Given records:
====
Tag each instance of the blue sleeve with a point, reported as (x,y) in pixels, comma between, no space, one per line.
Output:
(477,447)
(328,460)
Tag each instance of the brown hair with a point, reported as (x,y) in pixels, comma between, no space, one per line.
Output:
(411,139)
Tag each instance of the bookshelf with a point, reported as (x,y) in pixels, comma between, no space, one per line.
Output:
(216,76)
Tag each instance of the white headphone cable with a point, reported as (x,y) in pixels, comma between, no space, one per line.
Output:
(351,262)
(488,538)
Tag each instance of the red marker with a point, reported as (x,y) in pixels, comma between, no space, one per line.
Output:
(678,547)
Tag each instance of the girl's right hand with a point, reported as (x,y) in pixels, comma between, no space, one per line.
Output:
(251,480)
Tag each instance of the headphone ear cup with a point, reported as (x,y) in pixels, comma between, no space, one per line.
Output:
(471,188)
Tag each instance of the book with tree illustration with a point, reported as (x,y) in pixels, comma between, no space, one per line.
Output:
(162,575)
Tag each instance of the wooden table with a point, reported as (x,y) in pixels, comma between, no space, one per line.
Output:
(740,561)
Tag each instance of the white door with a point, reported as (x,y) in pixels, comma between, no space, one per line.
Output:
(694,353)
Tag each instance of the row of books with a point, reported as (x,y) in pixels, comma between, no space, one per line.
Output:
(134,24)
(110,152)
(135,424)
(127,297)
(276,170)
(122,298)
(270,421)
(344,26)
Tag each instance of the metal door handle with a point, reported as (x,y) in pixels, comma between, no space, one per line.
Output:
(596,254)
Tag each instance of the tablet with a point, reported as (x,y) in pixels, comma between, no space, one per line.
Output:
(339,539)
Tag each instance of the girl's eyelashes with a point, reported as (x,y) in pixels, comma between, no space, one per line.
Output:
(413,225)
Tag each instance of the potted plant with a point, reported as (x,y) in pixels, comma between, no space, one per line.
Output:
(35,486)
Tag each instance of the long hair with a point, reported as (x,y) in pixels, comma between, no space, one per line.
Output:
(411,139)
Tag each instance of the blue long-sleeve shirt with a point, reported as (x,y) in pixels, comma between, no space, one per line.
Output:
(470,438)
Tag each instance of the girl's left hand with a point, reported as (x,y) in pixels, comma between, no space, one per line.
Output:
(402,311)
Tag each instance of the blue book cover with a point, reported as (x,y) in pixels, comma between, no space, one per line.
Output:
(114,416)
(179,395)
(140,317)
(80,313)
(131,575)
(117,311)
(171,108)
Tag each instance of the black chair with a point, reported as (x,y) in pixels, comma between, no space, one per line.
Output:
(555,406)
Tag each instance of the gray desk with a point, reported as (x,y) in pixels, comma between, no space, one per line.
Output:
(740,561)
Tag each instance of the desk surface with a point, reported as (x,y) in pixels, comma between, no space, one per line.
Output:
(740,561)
====
Work to be completed: Go through the listing above, and whenever a line holds the word "blue", copy it.

Answer space:
Tag each instance of the blue sleeve with a point, reported as (x,y) in pixels, comma between, no space, one per line.
Tag each instance of the blue long-sleeve shirt with a point, reported as (x,y) in pixels, comma between, no space, one per line.
Tag each instance of the blue book cover with a point, reported as (x,y) in pixels, comma between, no space, one per line.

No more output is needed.